» **What you need to do**
Exactly as they appear, output all of the records. Skip any images.

======== Provided data ========

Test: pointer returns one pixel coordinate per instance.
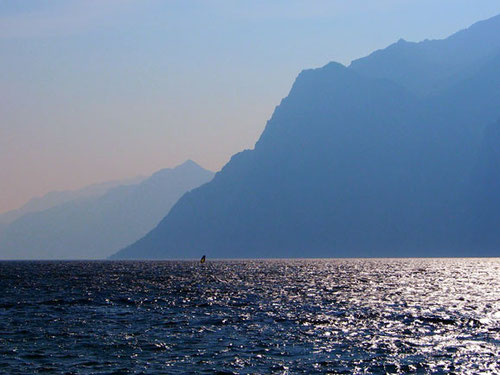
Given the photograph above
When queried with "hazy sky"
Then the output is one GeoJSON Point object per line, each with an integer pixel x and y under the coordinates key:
{"type": "Point", "coordinates": [95, 90]}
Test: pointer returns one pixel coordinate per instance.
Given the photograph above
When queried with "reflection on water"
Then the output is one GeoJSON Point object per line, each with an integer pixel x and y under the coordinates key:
{"type": "Point", "coordinates": [285, 316]}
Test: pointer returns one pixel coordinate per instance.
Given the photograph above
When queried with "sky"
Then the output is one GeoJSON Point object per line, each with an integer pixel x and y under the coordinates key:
{"type": "Point", "coordinates": [98, 90]}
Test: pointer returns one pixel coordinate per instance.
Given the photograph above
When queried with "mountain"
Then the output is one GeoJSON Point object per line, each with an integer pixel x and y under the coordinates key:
{"type": "Point", "coordinates": [56, 198]}
{"type": "Point", "coordinates": [96, 227]}
{"type": "Point", "coordinates": [386, 157]}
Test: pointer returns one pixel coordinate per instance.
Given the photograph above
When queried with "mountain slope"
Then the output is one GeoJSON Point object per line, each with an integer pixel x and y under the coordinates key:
{"type": "Point", "coordinates": [354, 162]}
{"type": "Point", "coordinates": [97, 227]}
{"type": "Point", "coordinates": [56, 198]}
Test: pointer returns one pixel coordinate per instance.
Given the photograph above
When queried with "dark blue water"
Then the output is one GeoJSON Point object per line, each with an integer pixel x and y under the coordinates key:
{"type": "Point", "coordinates": [265, 317]}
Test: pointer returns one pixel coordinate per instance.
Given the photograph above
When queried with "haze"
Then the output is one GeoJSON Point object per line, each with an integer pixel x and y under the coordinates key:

========

» **Answer to this problem**
Test: pointer returns one pixel coordinate per instance.
Given the photograph above
When queried with "hazy sky"
Then the output is one GeoJSON Point object per line, each with an integer pixel x and y under the coordinates key:
{"type": "Point", "coordinates": [95, 90]}
Test: pointer returns one pixel coordinate per instance.
Given the photograph above
When queried with "reflection on water"
Then the output is one GeoJSON Point object per line, each with an integer pixel x and y under the coordinates key:
{"type": "Point", "coordinates": [285, 316]}
Test: pointer returns one pixel coordinate per instance.
Given the photograph above
When queried with "sky"
Then the output is one GeoJSON Point object per line, each with an integer pixel x and y under the coordinates key:
{"type": "Point", "coordinates": [98, 90]}
Test: pointer returns one pixel coordinate per instance.
Given the photograph above
When queried with "mountain"
Then the output is one GeoJSON Point object per line, each with an integer pixel x and y under the coordinates key:
{"type": "Point", "coordinates": [56, 198]}
{"type": "Point", "coordinates": [96, 227]}
{"type": "Point", "coordinates": [386, 157]}
Test: pointer returns one pixel coordinate per instance.
Given the photograph above
When queried with "mountain slope"
Then the output is one GeoJSON Point object per line, each with an integer pixel x and y under the coordinates key:
{"type": "Point", "coordinates": [354, 162]}
{"type": "Point", "coordinates": [97, 227]}
{"type": "Point", "coordinates": [56, 198]}
Test: pointer returns one pixel coordinate per instance.
Given the photograph above
When queried with "dark blue water"
Then the output is one GeoJSON Point object per line, each with an integer pixel x and y under the coordinates key:
{"type": "Point", "coordinates": [265, 317]}
Test: pointer returns one pixel coordinate per instance.
Given the photograph above
When queried with "haze"
Then the output is one GeoJSON Point object per line, each with an integer pixel x and y under the coordinates key:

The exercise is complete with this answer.